• **Work request**: Set down all of the data exactly as it appears.

• **Records supplied**:
--- START ---
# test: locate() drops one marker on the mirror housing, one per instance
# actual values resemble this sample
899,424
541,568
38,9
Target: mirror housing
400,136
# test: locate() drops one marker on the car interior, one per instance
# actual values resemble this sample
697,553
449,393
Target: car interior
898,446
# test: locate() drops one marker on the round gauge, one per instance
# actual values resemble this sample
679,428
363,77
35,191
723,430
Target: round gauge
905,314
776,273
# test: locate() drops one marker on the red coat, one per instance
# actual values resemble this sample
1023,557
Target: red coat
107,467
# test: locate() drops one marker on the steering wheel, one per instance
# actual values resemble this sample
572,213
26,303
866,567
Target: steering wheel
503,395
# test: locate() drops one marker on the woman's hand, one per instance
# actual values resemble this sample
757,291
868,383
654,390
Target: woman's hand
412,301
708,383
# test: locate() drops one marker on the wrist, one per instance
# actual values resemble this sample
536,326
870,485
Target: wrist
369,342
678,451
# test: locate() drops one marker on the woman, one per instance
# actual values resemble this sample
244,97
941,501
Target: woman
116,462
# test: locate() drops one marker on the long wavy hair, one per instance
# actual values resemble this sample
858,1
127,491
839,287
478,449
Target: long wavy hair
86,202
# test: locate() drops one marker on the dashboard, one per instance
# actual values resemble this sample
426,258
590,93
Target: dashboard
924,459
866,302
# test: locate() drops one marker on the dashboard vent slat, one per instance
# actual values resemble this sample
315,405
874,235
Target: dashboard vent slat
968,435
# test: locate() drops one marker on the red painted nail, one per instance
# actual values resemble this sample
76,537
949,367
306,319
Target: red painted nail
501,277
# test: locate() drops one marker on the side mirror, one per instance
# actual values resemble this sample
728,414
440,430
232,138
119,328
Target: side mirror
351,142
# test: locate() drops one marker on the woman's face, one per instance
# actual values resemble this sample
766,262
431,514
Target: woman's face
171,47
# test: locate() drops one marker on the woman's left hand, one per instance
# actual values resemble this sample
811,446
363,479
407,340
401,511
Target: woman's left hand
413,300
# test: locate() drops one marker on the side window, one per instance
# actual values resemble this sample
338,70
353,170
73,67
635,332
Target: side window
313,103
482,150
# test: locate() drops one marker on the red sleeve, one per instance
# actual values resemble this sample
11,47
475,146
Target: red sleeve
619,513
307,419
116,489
--- END ---
• **Exercise solution**:
# test: locate() drops one marker on the mirror housing, one per instance
# actual values resemble this sample
899,424
541,568
38,9
Target: mirror housing
400,136
# test: locate() drops one marker on the car interior, one per instance
# actual values resemble this sample
697,553
449,393
Target: car interior
898,446
# test: locate() drops one marker on the round gauge, one per instance
# actual values resemble this sample
679,428
363,77
35,191
723,430
Target: round gauge
905,314
776,273
# test: locate() drops one marker on the red coat, one per instance
# actual values resemble this sample
1023,557
Target: red coat
107,467
# test: locate() drops one marker on the steering wheel, one per instance
# actual values resemble this sample
572,213
26,303
866,567
Target: steering wheel
503,395
# test: locate() drops one marker on the woman's hand, one per instance
# actual values resemble this sample
757,291
868,383
654,390
Target: woman's hand
412,301
708,383
# test: locate() drops one marker on the wrist, one per instance
# actual values resemble this sample
536,326
870,485
Target: wrist
369,342
678,451
# test: locate() drops one marker on the woman, one per instance
# actual values resemble this sample
244,97
941,501
Target: woman
116,462
# test: locate() drops one marker on the long wavy hair, one per instance
# actual values resemble this sample
858,1
127,491
839,287
478,449
Target: long wavy hair
86,202
# test: locate() drops one marker on the dashboard, one per instance
# actual values resemble this sample
426,258
590,93
Target: dashboard
924,459
866,302
# test: locate() drops one marker on the dashboard vent slat, one per instance
# actual values resemble this sample
315,405
874,235
Target: dashboard vent slat
968,435
# test: locate() drops one marker on the red painted nail, one per instance
# actual values resemble this sample
76,537
949,367
306,319
Target: red painted nail
501,277
# test: locate() drops one marker on the side mirror, one per instance
# actual values resemble this sample
728,414
440,430
232,138
119,328
Target: side mirror
351,142
# test: locate() drops one marker on the woman's face, one per instance
# actual values resemble this sample
766,262
431,514
Target: woman's face
171,47
# test: locate() drops one marker on the woman's left hand, one per instance
# actual values resemble this sample
811,446
363,479
407,340
401,511
Target: woman's left hand
413,300
# test: locate() drops one marker on the side window, one per instance
# actual values resemble this sample
338,70
353,170
73,67
635,332
Target: side window
313,103
482,150
# test: locate() drops one marker on the red sleeve, one per instance
# actual values resemble this sample
11,47
475,146
Target: red sleeve
619,513
307,419
116,489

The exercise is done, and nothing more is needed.